#### About this task
Without the images, write out the entries word for word.

#### Task input
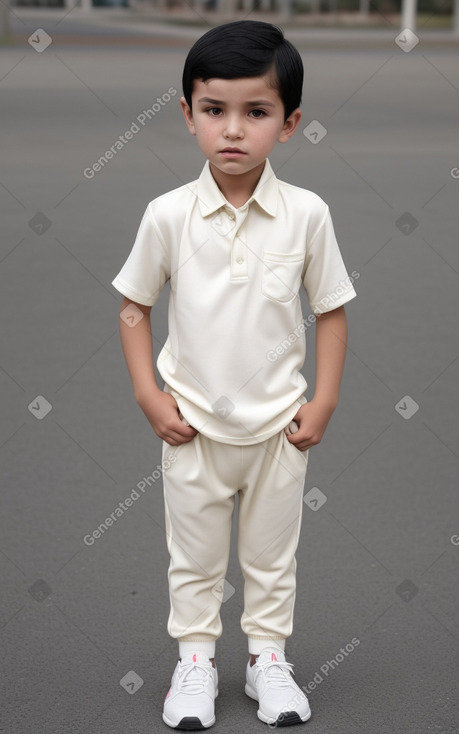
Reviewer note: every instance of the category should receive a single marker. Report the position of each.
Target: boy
(236, 245)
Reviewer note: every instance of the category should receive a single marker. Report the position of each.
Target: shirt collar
(210, 198)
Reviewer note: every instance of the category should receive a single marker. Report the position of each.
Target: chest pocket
(281, 278)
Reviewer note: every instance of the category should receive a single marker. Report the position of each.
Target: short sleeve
(147, 267)
(325, 277)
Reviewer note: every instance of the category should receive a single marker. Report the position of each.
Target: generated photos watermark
(272, 355)
(123, 506)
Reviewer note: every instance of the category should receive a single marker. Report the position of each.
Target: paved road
(377, 562)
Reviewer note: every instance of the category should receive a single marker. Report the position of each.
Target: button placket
(239, 268)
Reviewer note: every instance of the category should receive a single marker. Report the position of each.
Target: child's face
(244, 114)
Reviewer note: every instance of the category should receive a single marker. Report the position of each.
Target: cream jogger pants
(199, 494)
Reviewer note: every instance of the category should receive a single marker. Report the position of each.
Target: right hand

#### Task result
Reviewer note: every instance of the category should receive a single marker. Report the position of each.
Target: boy
(236, 245)
Reviewer note: every instance of the category should receive a single marker. Report the position of each.
Target: shirt collar
(210, 198)
Reviewer note: every instance of the category should receive a single marker. Report the position of each.
Target: chest pocket
(281, 278)
Reviewer note: every instance of the category should receive a single marker. Report the position of each.
Target: short sleeve
(147, 267)
(325, 277)
Reviewer note: every instance of the category should receive a single marker. Report the position of each.
Target: generated photos watermark
(272, 355)
(123, 506)
Reviewer note: every instance of the category should receive a single marker. Report the position of each.
Target: paved road
(377, 562)
Reviewer note: every instance of the category should receive a single marker. Report the position of each.
Target: button placket
(239, 268)
Reviewer note: every instance of the category should receive a single marker. Report the position of each.
Target: child's face
(244, 114)
Reviewer note: every instance of the category should receive a single marker. Report the position of each.
Target: cream jogger pants
(199, 494)
Reviewer note: every instance of the category should receive a single marker. Report the position of each.
Target: right hand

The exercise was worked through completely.